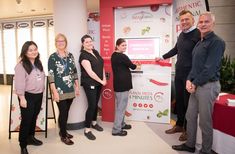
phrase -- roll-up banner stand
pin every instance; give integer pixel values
(147, 27)
(15, 116)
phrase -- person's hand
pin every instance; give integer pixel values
(77, 91)
(138, 67)
(158, 58)
(56, 96)
(104, 82)
(23, 103)
(191, 88)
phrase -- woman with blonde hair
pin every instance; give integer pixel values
(63, 81)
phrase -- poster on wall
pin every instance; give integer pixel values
(15, 116)
(195, 6)
(146, 22)
(93, 23)
(149, 99)
(148, 34)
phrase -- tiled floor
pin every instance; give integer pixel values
(143, 138)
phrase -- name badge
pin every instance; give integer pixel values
(66, 78)
(38, 77)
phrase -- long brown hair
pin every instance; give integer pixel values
(25, 60)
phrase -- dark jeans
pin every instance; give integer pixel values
(93, 96)
(29, 117)
(182, 97)
(64, 106)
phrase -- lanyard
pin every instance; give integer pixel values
(64, 62)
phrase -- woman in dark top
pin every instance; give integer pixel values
(63, 81)
(29, 86)
(122, 83)
(92, 79)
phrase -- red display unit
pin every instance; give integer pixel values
(107, 41)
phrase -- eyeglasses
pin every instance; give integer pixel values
(60, 41)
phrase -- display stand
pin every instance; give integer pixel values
(15, 117)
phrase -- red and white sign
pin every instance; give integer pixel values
(143, 48)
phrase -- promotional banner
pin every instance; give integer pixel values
(195, 6)
(93, 23)
(15, 116)
(147, 31)
(149, 100)
(154, 22)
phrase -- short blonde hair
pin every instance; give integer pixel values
(63, 36)
(208, 14)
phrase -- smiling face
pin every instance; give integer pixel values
(122, 47)
(87, 44)
(32, 52)
(61, 43)
(186, 21)
(205, 24)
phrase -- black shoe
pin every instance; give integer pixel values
(126, 126)
(33, 141)
(66, 140)
(24, 151)
(121, 133)
(89, 135)
(67, 135)
(183, 147)
(97, 127)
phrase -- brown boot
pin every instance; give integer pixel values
(175, 129)
(183, 136)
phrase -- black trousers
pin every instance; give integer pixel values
(93, 96)
(63, 106)
(182, 98)
(29, 117)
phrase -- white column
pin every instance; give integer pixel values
(70, 18)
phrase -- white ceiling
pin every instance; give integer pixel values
(26, 8)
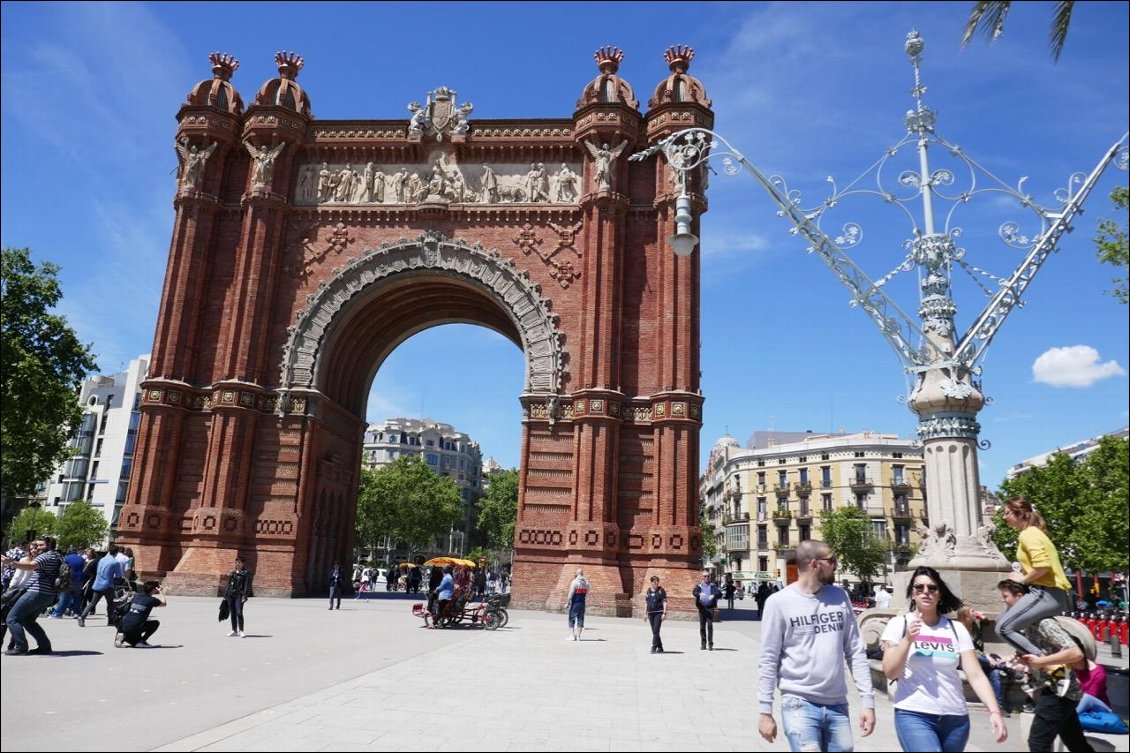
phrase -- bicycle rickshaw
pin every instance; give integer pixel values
(489, 614)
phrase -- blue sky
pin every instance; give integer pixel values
(807, 91)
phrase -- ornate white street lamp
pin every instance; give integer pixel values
(946, 365)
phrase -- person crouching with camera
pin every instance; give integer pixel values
(137, 628)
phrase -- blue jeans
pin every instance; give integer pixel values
(68, 600)
(576, 615)
(23, 617)
(931, 732)
(814, 726)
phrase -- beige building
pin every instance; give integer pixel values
(446, 451)
(758, 501)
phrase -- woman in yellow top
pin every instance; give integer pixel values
(1040, 569)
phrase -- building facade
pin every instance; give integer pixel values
(98, 472)
(761, 501)
(304, 251)
(446, 451)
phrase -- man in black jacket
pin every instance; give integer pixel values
(706, 595)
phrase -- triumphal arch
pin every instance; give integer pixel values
(305, 250)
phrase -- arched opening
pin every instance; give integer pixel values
(357, 320)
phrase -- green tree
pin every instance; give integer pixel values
(498, 511)
(989, 18)
(849, 534)
(1112, 243)
(80, 526)
(407, 501)
(37, 520)
(1084, 505)
(43, 366)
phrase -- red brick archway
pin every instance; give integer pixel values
(304, 251)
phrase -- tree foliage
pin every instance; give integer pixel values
(1112, 243)
(849, 534)
(1083, 503)
(80, 526)
(498, 510)
(32, 520)
(43, 366)
(406, 501)
(988, 17)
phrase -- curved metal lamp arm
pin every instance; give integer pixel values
(981, 332)
(690, 148)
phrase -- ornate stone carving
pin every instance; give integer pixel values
(262, 169)
(562, 270)
(192, 163)
(948, 425)
(441, 180)
(603, 156)
(439, 117)
(486, 270)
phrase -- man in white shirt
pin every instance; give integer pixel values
(810, 624)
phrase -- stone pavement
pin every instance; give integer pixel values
(370, 677)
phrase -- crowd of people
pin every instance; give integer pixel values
(809, 624)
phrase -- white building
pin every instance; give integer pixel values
(449, 452)
(100, 469)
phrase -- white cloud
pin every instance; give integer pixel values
(1077, 365)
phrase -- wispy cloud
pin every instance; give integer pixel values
(1076, 365)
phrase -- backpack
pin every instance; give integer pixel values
(63, 580)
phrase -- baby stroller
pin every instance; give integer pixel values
(123, 597)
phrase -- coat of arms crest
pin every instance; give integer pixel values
(439, 115)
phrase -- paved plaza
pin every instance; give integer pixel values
(370, 677)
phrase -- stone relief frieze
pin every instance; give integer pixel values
(487, 270)
(441, 181)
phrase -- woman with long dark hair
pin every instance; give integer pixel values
(922, 650)
(1040, 570)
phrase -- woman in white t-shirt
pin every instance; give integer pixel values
(922, 651)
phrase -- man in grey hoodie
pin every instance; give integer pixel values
(808, 632)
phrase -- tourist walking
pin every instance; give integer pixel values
(655, 598)
(1040, 570)
(576, 596)
(107, 576)
(921, 651)
(237, 591)
(706, 595)
(808, 632)
(337, 581)
(23, 617)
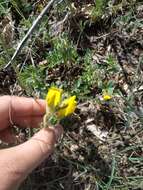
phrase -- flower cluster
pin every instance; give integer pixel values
(56, 106)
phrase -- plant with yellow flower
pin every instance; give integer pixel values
(56, 107)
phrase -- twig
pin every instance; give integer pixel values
(30, 31)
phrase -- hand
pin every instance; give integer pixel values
(17, 162)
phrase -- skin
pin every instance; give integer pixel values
(17, 162)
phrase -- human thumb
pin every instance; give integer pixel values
(17, 162)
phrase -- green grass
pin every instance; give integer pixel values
(86, 69)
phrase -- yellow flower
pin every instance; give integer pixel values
(106, 97)
(67, 107)
(53, 97)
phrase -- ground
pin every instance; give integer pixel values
(90, 49)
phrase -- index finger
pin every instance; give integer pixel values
(26, 112)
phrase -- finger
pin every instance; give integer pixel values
(16, 109)
(17, 162)
(8, 136)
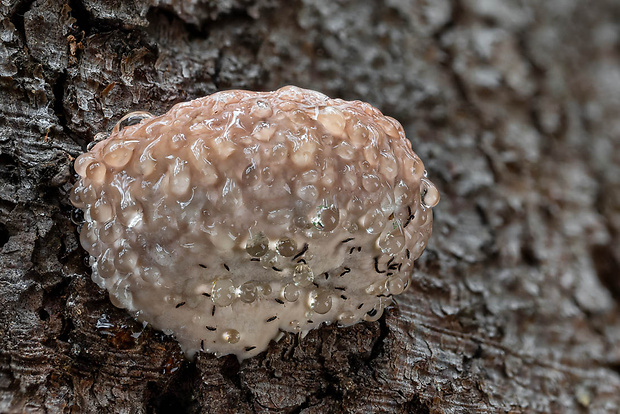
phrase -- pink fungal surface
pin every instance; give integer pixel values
(240, 215)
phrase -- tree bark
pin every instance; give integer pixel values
(514, 106)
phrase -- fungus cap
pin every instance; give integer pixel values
(239, 215)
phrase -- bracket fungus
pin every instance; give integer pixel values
(239, 215)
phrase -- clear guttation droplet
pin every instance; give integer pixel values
(327, 218)
(130, 119)
(223, 292)
(264, 288)
(374, 313)
(251, 175)
(303, 275)
(396, 286)
(286, 247)
(247, 292)
(231, 336)
(257, 245)
(269, 259)
(96, 139)
(429, 193)
(290, 292)
(320, 301)
(295, 326)
(392, 242)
──────────────────────────────
§ **Task description**
Without carrying over any picture, write out the entries above once more, exactly.

§ **Written response**
phrase -- roll-up banner stand
pin every instance; give integer pixel values
(147, 27)
(15, 116)
phrase -- person's hand
pin every instance; give integer pixel values
(77, 91)
(138, 67)
(158, 58)
(56, 96)
(104, 82)
(23, 103)
(191, 88)
phrase -- woman with blonde hair
pin every instance; give integer pixel values
(63, 81)
phrase -- poster on wall
pin every instance; give integer pixel values
(15, 116)
(195, 6)
(146, 22)
(93, 23)
(149, 99)
(148, 34)
phrase -- tiled floor
pin every instance; give integer pixel values
(143, 138)
phrase -- name badge
pin every instance; give integer pixel values
(66, 78)
(38, 77)
phrase -- long brown hair
pin every instance; give integer pixel values
(25, 60)
phrase -- dark jeans
pin every instance; give integer pixel values
(93, 96)
(29, 117)
(182, 97)
(64, 106)
phrase -- lanyard
pin every instance; give integer pixel values
(64, 62)
phrase -- woman in dark top
pin every instance; give integer pixel values
(63, 81)
(29, 86)
(122, 83)
(92, 79)
phrase -- red display unit
pin every instance; give integer pixel values
(107, 41)
phrase -- eyeglasses
pin every instance; give integer pixel values
(60, 41)
phrase -- display stand
pin every instance; give integer pixel values
(15, 117)
phrase -- red and white sign
pin every instance; give integer pixel values
(143, 48)
phrase -- promotional banner
pin every instance; give integer pixel values
(195, 6)
(93, 23)
(15, 116)
(147, 31)
(149, 100)
(154, 22)
phrase -- short blonde hair
pin every instance; give integer pixel values
(63, 36)
(208, 14)
phrase -- smiling face
pin every instance; give integer pixel values
(122, 47)
(87, 44)
(32, 52)
(61, 43)
(186, 21)
(205, 24)
phrase -- black shoe
pin every instance; give integer pixel values
(126, 126)
(33, 141)
(66, 140)
(24, 151)
(121, 133)
(89, 135)
(67, 135)
(183, 147)
(97, 127)
phrase -- brown boot
pin every instance; give integer pixel values
(175, 129)
(183, 136)
phrase -- black trousers
pin every instance; give integer pixel values
(93, 96)
(63, 106)
(182, 98)
(29, 117)
phrase -- white column
pin every instance; give integer pixel values
(70, 18)
phrase -- white ceiling
pin every instance; give integer pixel values
(26, 8)
phrase -- bicycle rickshaw
pin every instance; give integer pixel values
(489, 614)
phrase -- blue sky
pin every instance; give integer pixel values
(807, 91)
phrase -- ornate white street lamp
pin every instance; give integer pixel values
(946, 365)
phrase -- person crouching with camera
pin every instance; give integer pixel values
(137, 628)
phrase -- blue jeans
pin every instance; give integer pixel values
(68, 600)
(576, 615)
(23, 617)
(931, 732)
(814, 726)
phrase -- beige building
pin every instance; give integer pixel values
(446, 451)
(758, 501)
phrase -- woman in yellow top
pin every instance; give integer pixel values
(1040, 569)
phrase -- building facade
pin every instance; give integer pixel values
(98, 472)
(761, 501)
(304, 251)
(446, 451)
phrase -- man in black jacket
pin every instance; give integer pixel values
(706, 595)
phrase -- triumphal arch
pin every instance; give integer pixel values
(305, 250)
phrase -- arched opening
pin every instance; give integer pixel values
(357, 320)
phrase -- green tree
pin every instance; give integer pixel values
(498, 511)
(989, 18)
(849, 534)
(1112, 243)
(80, 526)
(407, 501)
(37, 520)
(1084, 505)
(43, 366)
phrase -- red brick archway
pin every instance; give integer pixel values
(304, 251)
phrase -- tree foliage
pin every instance; give integer pixel values
(1112, 243)
(849, 534)
(1083, 503)
(80, 526)
(498, 510)
(32, 520)
(43, 366)
(406, 501)
(988, 17)
phrase -- curved metal lamp arm
pin every instance; give integer pixel values
(981, 332)
(690, 148)
phrase -- ornate stone carving
pin every instance; give integer pixel values
(262, 169)
(562, 270)
(192, 163)
(948, 425)
(441, 180)
(603, 156)
(439, 117)
(486, 270)
phrase -- man in white shirt
pin every instance; give integer pixel values
(810, 624)
phrase -- stone pavement
pin every instance; give integer pixel values
(370, 677)
phrase -- crowd of people
pin every instance; give integer pixel values
(809, 624)
phrase -- white building
pin every instance; give integer pixel values
(449, 452)
(100, 469)
phrase -- white cloud
pin every instance; give integer pixel values
(1077, 365)
phrase -- wispy cloud
pin every instance; give integer pixel values
(1076, 365)
phrase -- backpack
pin every instance; give integer pixel values
(63, 580)
phrase -- baby stroller
pin every instance; give integer pixel values
(123, 597)
phrase -- coat of arms crest
pin every instance; give integer pixel values
(439, 115)
phrase -- paved plaza
pin every instance; give integer pixel values
(370, 677)
phrase -- stone relief frieze
pin every instance; give integer pixel values
(487, 270)
(441, 181)
phrase -- woman with long dark hair
pin every instance; give integer pixel values
(922, 650)
(1040, 570)
phrase -- woman in white t-shirt
pin every instance; give integer pixel values
(922, 651)
phrase -- man in grey hoodie
pin every instance; give integer pixel values
(808, 632)
phrase -- tourist walking
pin every instance; give integer pixel values
(655, 598)
(1040, 570)
(576, 596)
(107, 576)
(921, 651)
(237, 591)
(706, 595)
(808, 632)
(337, 581)
(23, 617)
phrase -- flower cluster
pin every instance; give integer pixel values
(56, 106)
phrase -- plant with yellow flower
pin every instance; give integer pixel values
(56, 107)
phrase -- twig
pin every instance; give integer pixel values
(30, 31)
phrase -- hand
pin every instance; give integer pixel values
(17, 162)
phrase -- skin
pin every instance; give integer pixel values
(17, 162)
phrase -- human thumb
pin every instance; give integer pixel values
(17, 162)
phrase -- green grass
pin every instance; give integer pixel values
(86, 69)
phrase -- yellow flower
pin every instance; give integer pixel values
(106, 97)
(67, 107)
(53, 97)
phrase -- ground
pin every instance; give integer pixel values
(90, 49)
phrase -- index finger
pin every instance; give integer pixel values
(26, 112)
phrase -- finger
pin every instance; give integer pixel values
(16, 109)
(17, 162)
(8, 136)
phrase -- pink fungal surface
pin every instance; give integer pixel values
(240, 215)
phrase -- tree bark
pin every instance; give integer pixel values
(514, 106)
phrase -- fungus cap
pin every instance; give integer pixel values
(239, 215)
phrase -- bracket fungus
pin every instance; give integer pixel values
(239, 215)
phrase -- clear guttation droplet
pin every instance; give integer pixel values
(327, 218)
(130, 119)
(223, 292)
(264, 288)
(374, 313)
(251, 175)
(303, 275)
(396, 286)
(286, 247)
(247, 292)
(231, 336)
(257, 245)
(269, 259)
(96, 139)
(429, 193)
(290, 292)
(320, 301)
(295, 326)
(392, 242)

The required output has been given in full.